■ Study text
=== Begin Enclosure ===

Yeah, sure, in the right moment. But like unfiltered zaniness while prodding about in a dead body, in the presence of police who are probably more concerned with solving the crime than having a laugh about it. It's not only a tiresome cliche, but it seems a highly inappropriate characterisation.


----------



## SpookyFrank (Feb 1, 2020)

yield said:


> Autistic Savants annoy the shit out of me.



That Ben Affleck movie The Accountant was especially bad with this. There's a scene where someone says that these 'autistic' people could easily look _just like a normal person_. Cue faces of shock and surprise all round the room at the sheer horror of this prospect.


----------



## SpookyFrank (Feb 1, 2020)

T & P said:


> Also, it will take no more than three or four attempts to guess someone’s computer login password, because apparently nobody, not even highly intelligent supervillains, has ever been capable of creating a password more challenging than the name of their lost loved one or the thing they covet the most.



Or the title of a book clearly visible from their  desk.


----------



## T & P (Feb 1, 2020)

=== End Enclosure ===

■ Entries supplied
=== Begin Enclosure ===

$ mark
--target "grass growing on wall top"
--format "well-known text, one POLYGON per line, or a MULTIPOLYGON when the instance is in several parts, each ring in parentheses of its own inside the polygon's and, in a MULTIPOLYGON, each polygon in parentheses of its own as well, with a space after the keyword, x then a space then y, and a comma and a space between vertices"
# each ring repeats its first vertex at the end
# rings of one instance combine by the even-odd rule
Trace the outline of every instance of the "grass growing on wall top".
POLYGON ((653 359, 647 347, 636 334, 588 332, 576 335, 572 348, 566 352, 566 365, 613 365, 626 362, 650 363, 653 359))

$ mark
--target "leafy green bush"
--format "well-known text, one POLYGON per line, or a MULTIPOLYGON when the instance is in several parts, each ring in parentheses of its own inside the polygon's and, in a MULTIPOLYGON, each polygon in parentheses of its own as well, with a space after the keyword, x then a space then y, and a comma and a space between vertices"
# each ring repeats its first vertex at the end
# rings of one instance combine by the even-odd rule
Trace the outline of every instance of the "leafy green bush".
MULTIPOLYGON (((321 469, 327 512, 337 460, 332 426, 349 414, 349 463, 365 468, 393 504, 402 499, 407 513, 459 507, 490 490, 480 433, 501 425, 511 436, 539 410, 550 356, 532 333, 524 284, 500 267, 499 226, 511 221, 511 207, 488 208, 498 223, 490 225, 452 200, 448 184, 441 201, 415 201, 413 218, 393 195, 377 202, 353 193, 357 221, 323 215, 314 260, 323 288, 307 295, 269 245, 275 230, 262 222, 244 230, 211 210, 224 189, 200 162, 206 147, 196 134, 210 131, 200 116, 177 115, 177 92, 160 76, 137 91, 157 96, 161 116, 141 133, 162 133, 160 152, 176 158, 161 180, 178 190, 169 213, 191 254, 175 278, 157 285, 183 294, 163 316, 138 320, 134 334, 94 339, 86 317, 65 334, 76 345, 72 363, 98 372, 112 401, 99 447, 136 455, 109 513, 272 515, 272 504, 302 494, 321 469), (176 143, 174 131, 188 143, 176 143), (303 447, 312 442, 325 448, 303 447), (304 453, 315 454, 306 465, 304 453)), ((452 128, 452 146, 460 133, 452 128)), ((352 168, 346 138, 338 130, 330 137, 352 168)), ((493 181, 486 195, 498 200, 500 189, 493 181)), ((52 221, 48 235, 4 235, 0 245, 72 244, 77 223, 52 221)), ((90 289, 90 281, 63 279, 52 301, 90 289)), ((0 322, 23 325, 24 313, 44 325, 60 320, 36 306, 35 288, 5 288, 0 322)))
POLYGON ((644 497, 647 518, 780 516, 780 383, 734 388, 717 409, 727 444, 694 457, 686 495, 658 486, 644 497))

=== End Enclosure ===

■ Things to do
1. Answer these questions from the forum thread:
(a) Which movie does SpookyFrank say was especially bad with this?
(b) In the post SpookyFrank quotes from T & P, how many attempts does it take to guess someone's computer login password?
(c) What other password source does SpookyFrank add?
2. Please print the forum thread from "That Ben Affleck" to "covet the most.".
3. In one to three sentences, explain why the first post of the forum thread calls the characterisation highly inappropriate.
The data isn't needed for this work.

■ Per-task outputs
1.
(a) The Accountant, the Ben Affleck movie.
(b) No more than three or four.
(c) The title of a book clearly visible from their desk.

2.
That Ben Affleck movie The Accountant was especially bad with this. There's a scene where someone says that these 'autistic' people could easily look _just like a normal person_. Cue faces of shock and surprise all round the room at the sheer horror of this prospect.


----------



## SpookyFrank (Feb 1, 2020)

T & P said:


> Also, it will take no more than three or four attempts to guess someone’s computer login password, because apparently nobody, not even highly intelligent supervillains, has ever been capable of creating a password more challenging than the name of their lost loved one or the thing they covet the most.

3. The character shows unfiltered zaniness while prodding about in a dead body. This happens in front of police who are probably more concerned with solving the crime than with having a laugh about it.